__TEXTAUSZUG__
● ● ● ● ●

Schindel hat ein Faible für zyklenartige Gedichtfolgen, greift sie auch gerne über Jahre hinweg immer wieder auf. So finden sich die einzelnen Bestandteile über mehrere Bände verstreut, und selbst innerhalb eines Bandes, ja selbst eines Kapitels sind sie nie hintereinander und in ihrer numerischen Folge lesbar, sie sollen es ganz offensichtlich auch nicht sein. Wenn man sich also entschließt, die Anordnung der Gedichte zu verändern, wie "Fremd bei mir selbst" das tut, liegt es nahe, beispielsweise die einzelnen Gedichte zusammen zu stellen und somit eine lineare Lektüre vorzuschlagen. Dies führt mitunter zu spannenden Veränderungen. Die zwei "Vineta"-Gedichte, um Schindels bekannteste Texte zu nehmen, lesen sich durch die Umstellung und direkte Konfrontation drastischer, in der Neuordnung wirkt der nunmehr erste und der letzte Vers noch provozierender: "Ich bin ein Jud aus Wien [...]" - "Lebe in dieser Stadt so mittelgern". Insgesamt allerdings praktiziert der Band ein befremdliches Weder-Noch der Textanordnung. Denn auch jetzt lassen sich Zyklen wie "Nullsucht" oder "Bin" nicht hintereinanderweg lesen, denn Schindel respektiert die Bandgrenzen, wohl weil ihm die Markierung von Entstehungszeiträumen wichtig ist. Nimmt man hinzu, dass ein Gedicht wie "Bleierne Zeit 3" des Untertitels wegen dem Zyklus "pour Hölderlin" zugeordnet wird, scheint in "Fremd bei mir selbst" mitunter Willkür zu herrschen, die sich aber auf den Autorwillen berufen kann. Man könnte auch sagen: Gerade in diesem Fall entziehen sich die Texte handgreiflich der Klassifikation.

● ● ● ● ●

__BEREITGESTELLTE ZEILEN__
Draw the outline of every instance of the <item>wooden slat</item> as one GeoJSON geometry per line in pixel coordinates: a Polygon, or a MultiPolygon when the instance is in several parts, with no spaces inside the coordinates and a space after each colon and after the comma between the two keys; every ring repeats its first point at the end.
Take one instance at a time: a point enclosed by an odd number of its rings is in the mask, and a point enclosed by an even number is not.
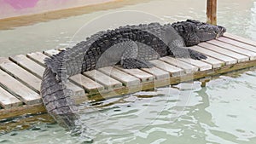
{"type": "Polygon", "coordinates": [[[247,44],[247,43],[241,43],[241,42],[238,42],[236,40],[226,38],[224,37],[221,37],[218,38],[218,40],[219,40],[221,42],[230,43],[230,44],[232,44],[232,45],[235,45],[235,46],[237,46],[237,47],[240,47],[240,48],[243,48],[243,49],[247,49],[247,50],[256,52],[256,47],[255,46],[249,45],[249,44],[247,44]]]}
{"type": "Polygon", "coordinates": [[[34,61],[38,62],[39,65],[42,65],[44,66],[45,66],[44,60],[48,57],[41,52],[30,53],[27,54],[26,55],[30,59],[33,60],[34,61]]]}
{"type": "Polygon", "coordinates": [[[7,58],[0,58],[0,67],[39,93],[41,86],[40,78],[28,72],[7,58]]]}
{"type": "Polygon", "coordinates": [[[69,78],[69,79],[72,80],[73,83],[81,85],[83,88],[85,89],[87,92],[90,93],[102,91],[104,89],[104,87],[102,84],[86,78],[82,74],[72,76],[69,78]]]}
{"type": "Polygon", "coordinates": [[[97,71],[92,70],[84,72],[84,74],[93,80],[104,85],[107,89],[119,89],[122,87],[122,83],[112,78],[111,77],[97,71]]]}
{"type": "Polygon", "coordinates": [[[178,59],[175,59],[175,58],[172,58],[170,56],[165,56],[165,57],[160,58],[160,60],[161,60],[166,63],[169,63],[171,65],[176,66],[177,67],[180,67],[180,68],[185,70],[186,73],[191,73],[194,72],[197,72],[199,70],[198,67],[196,67],[193,65],[189,65],[189,64],[183,62],[178,59]]]}
{"type": "Polygon", "coordinates": [[[0,106],[3,108],[14,108],[22,105],[22,101],[0,87],[0,106]]]}
{"type": "Polygon", "coordinates": [[[247,39],[247,38],[244,38],[242,37],[239,37],[239,36],[236,36],[236,35],[233,35],[233,34],[228,33],[228,32],[225,32],[224,34],[224,36],[225,37],[234,39],[236,41],[239,41],[239,42],[247,43],[247,44],[250,44],[250,45],[253,45],[253,46],[256,47],[256,42],[255,41],[253,41],[253,40],[250,40],[250,39],[247,39]]]}
{"type": "Polygon", "coordinates": [[[246,55],[241,55],[241,54],[238,54],[238,53],[236,53],[236,52],[233,52],[233,51],[230,51],[230,50],[228,50],[228,49],[223,49],[218,46],[212,45],[212,44],[210,44],[207,43],[201,43],[198,45],[204,47],[207,49],[220,53],[222,55],[235,58],[237,60],[238,62],[247,61],[250,59],[248,56],[246,56],[246,55]]]}
{"type": "Polygon", "coordinates": [[[42,78],[43,73],[44,72],[44,67],[43,67],[42,66],[37,64],[33,60],[22,55],[12,56],[10,57],[10,59],[28,72],[42,78]]]}
{"type": "Polygon", "coordinates": [[[60,53],[60,51],[59,50],[55,50],[55,49],[49,49],[49,50],[44,51],[44,54],[45,54],[48,56],[57,55],[58,53],[60,53]]]}
{"type": "Polygon", "coordinates": [[[231,65],[231,64],[237,63],[237,60],[236,60],[234,58],[231,58],[231,57],[216,53],[216,52],[212,51],[212,50],[208,50],[205,48],[202,48],[202,47],[200,47],[200,46],[197,46],[197,45],[190,47],[190,49],[193,49],[193,50],[201,52],[202,54],[205,54],[207,55],[212,56],[215,59],[220,60],[222,61],[224,61],[226,65],[231,65]]]}
{"type": "Polygon", "coordinates": [[[183,69],[176,67],[172,65],[169,65],[166,62],[161,61],[160,60],[150,60],[150,63],[154,64],[156,67],[160,69],[170,72],[171,76],[172,77],[183,76],[185,73],[185,72],[183,69]]]}
{"type": "Polygon", "coordinates": [[[99,71],[122,82],[125,86],[138,85],[140,84],[139,78],[137,78],[113,66],[102,67],[100,68],[99,71]]]}
{"type": "Polygon", "coordinates": [[[236,46],[234,46],[234,45],[231,45],[231,44],[229,44],[226,43],[223,43],[223,42],[218,41],[218,40],[211,40],[211,41],[208,41],[207,43],[222,47],[224,49],[229,49],[229,50],[231,50],[231,51],[234,51],[236,53],[239,53],[239,54],[241,54],[241,55],[247,55],[247,56],[249,56],[250,60],[256,60],[256,53],[254,53],[253,51],[247,50],[247,49],[241,49],[241,48],[239,48],[239,47],[236,47],[236,46]]]}
{"type": "Polygon", "coordinates": [[[142,68],[142,70],[147,72],[148,73],[154,75],[155,79],[157,79],[157,80],[170,78],[169,72],[167,72],[164,70],[161,70],[160,68],[157,68],[155,66],[153,66],[151,68],[142,68]]]}
{"type": "Polygon", "coordinates": [[[212,58],[211,56],[207,56],[207,60],[201,60],[200,61],[203,61],[203,62],[206,62],[206,63],[208,63],[210,65],[212,65],[212,66],[213,68],[218,68],[218,67],[221,67],[225,65],[225,62],[224,61],[222,61],[220,60],[217,60],[215,58],[212,58]]]}
{"type": "Polygon", "coordinates": [[[207,70],[211,70],[212,68],[212,65],[207,64],[207,62],[198,60],[184,59],[184,58],[179,58],[178,60],[199,67],[200,71],[207,71],[207,70]]]}
{"type": "Polygon", "coordinates": [[[141,82],[144,83],[144,82],[150,82],[150,81],[153,81],[154,79],[154,76],[149,74],[149,73],[147,73],[142,70],[139,70],[139,69],[124,69],[123,67],[120,67],[120,66],[115,66],[116,68],[126,72],[126,73],[129,73],[137,78],[139,78],[141,80],[141,82]]]}
{"type": "Polygon", "coordinates": [[[27,105],[42,101],[39,94],[25,86],[2,70],[0,70],[0,84],[27,105]]]}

● ● ● ● ●

__AUFGABEN__
[a] Nenne alle Titel von Gedichten und Gedichtzyklen, die der Textauszug erwähnt. Den Titel des Bandes selbst lässt du weg.
[b] Setze den Textauszug über Schindels Gedichtzyklen nach seinem letzten Satz fort.

__ANTWORTEN__
[a]
- "Vineta"
- "Nullsucht"
- "Bin"
- "Bleierne Zeit 3"
- "pour Hölderlin"

[b]
So oder so bleiben dem Leser fast 350 Gedichte; sie imponieren wegen ihres Formenreichtums und ihrer Themenvielfalt, ihrer Anspielungsfreude und ihrer Originalität. Bei aller Variabilität fällt aber auch auf, gerade wegen der häufigen tagespolitischen oder zeitgeschichtlichen Anlässe, wie konsequent die Gedichte über vier Jahrzehnte hinweg vor allem drei große Themen verfolgen (die Motti des Bandes lassen sich auch dafür als Leseanleitung nehmen): die Intensität des Augenblicks, die nationalsozialistischen Massenmorde als Zivilisationsbruch und Möglichkeiten und Grenzen des Liebens.

Auch wenn der Publikationsrhythmus der vergangenen Jahre Anderes vermuten lassen könnte, ist Robert Schindel ein hochskrupulöser Autor: Die Schaffenspausen wechseln, so scheint es, direkt mit Produktionsschüben. Bereits 1998 publizierte er in "Manuskripte" das erste Kapitel eines Romans, der als "Der Kalte" angekündigt wurde. Seither ist zu diesem Projekt nicht mehr bekannt geworden. "Der Kalte" ist offenbar ein Text über Hermann Langbein (1912-1995), also über den Auschwitzüberlebenden, dessen Bedeutung für die Dokumentation und die weltweiten Strafprozesse als juristische Reaktion auf die Massenmorde kaum zu überschätzen ist, auch wenn er sehr zu Unrecht noch weit weniger Anerkennung erfahren hat als Simon Wiesenthal.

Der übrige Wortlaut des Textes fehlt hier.